- _TASK PROMPT_
From the data that follows, print exactly the lines starting at the one containing "Identify the spectator in dark" and ending at the one containing "Identify the soccer"; include both of them and nothing more.

- _DATA EXTRACT_
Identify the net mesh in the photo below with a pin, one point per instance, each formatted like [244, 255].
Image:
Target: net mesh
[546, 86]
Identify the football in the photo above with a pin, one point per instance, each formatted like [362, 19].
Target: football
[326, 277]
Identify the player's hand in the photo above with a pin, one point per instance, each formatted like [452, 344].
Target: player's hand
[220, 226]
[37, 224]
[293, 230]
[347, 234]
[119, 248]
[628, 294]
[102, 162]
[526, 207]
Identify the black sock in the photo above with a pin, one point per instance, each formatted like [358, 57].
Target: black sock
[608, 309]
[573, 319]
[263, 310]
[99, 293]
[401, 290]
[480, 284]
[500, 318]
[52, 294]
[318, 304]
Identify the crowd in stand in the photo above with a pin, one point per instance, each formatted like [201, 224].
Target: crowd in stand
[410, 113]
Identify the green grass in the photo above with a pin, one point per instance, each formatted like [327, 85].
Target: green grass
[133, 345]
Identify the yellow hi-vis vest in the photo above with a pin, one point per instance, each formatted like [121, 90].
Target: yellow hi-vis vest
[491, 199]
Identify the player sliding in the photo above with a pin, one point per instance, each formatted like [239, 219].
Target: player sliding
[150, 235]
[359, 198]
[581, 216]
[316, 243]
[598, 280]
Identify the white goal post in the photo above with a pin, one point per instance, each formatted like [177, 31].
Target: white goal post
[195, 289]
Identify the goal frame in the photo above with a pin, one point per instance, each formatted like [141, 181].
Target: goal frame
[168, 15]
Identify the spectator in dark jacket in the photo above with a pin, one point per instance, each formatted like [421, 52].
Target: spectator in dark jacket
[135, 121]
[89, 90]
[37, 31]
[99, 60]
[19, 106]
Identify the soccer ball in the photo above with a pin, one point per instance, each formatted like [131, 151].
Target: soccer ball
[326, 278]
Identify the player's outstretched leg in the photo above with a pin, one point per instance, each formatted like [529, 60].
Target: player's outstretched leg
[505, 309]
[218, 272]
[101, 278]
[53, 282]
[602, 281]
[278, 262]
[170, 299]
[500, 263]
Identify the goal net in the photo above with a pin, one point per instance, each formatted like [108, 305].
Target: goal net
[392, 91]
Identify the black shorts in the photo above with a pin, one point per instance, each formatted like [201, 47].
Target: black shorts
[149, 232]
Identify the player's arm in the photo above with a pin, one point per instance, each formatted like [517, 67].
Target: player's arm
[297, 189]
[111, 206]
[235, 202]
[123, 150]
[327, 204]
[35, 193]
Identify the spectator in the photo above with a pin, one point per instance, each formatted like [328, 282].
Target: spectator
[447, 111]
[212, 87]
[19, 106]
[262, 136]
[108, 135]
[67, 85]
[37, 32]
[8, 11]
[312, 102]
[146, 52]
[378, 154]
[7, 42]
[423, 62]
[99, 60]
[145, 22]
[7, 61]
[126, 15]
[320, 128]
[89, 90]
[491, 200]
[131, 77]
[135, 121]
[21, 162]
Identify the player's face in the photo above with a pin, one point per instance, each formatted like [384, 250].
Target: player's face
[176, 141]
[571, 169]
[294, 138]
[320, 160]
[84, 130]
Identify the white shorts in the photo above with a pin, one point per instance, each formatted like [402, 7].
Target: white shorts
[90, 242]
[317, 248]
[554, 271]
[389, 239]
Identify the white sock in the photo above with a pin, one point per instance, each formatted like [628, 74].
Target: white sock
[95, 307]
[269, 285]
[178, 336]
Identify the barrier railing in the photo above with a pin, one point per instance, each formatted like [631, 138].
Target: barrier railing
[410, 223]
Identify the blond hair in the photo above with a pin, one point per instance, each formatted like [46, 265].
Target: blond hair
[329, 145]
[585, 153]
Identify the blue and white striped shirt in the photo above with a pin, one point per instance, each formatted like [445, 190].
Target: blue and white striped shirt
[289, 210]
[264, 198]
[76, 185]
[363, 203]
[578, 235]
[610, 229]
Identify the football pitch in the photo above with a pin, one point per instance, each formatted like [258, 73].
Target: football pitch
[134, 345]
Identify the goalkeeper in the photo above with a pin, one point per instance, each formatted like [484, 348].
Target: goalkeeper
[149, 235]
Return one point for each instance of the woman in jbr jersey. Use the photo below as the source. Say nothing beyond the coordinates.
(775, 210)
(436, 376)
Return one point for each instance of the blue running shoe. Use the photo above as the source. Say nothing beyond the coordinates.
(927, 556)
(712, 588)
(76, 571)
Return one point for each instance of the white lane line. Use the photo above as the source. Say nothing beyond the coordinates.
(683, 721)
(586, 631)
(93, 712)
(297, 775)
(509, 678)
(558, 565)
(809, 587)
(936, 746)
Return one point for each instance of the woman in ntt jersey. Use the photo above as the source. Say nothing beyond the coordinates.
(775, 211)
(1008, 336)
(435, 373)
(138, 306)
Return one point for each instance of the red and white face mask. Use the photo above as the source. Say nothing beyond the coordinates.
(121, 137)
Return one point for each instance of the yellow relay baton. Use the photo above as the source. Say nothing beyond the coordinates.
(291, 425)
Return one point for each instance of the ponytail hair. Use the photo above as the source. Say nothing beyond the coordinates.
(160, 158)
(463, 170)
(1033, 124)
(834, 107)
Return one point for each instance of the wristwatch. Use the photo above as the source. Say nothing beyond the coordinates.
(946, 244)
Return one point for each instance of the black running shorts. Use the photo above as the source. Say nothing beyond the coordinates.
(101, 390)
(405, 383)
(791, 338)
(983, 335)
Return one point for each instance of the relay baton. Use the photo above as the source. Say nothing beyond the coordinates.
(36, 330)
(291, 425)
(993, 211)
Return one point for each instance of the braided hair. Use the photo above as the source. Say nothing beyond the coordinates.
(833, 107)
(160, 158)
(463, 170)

- _YOUR RESPONSE_
Identify the spectator in dark jacket in the photo above with a pin, one point per instance, each formatted like [421, 52].
Target: spectator in dark jacket
[135, 121]
[89, 90]
[37, 31]
[99, 60]
[19, 106]
Identify the soccer ball in the photo above with a pin, one point per instance, each formatted like [131, 151].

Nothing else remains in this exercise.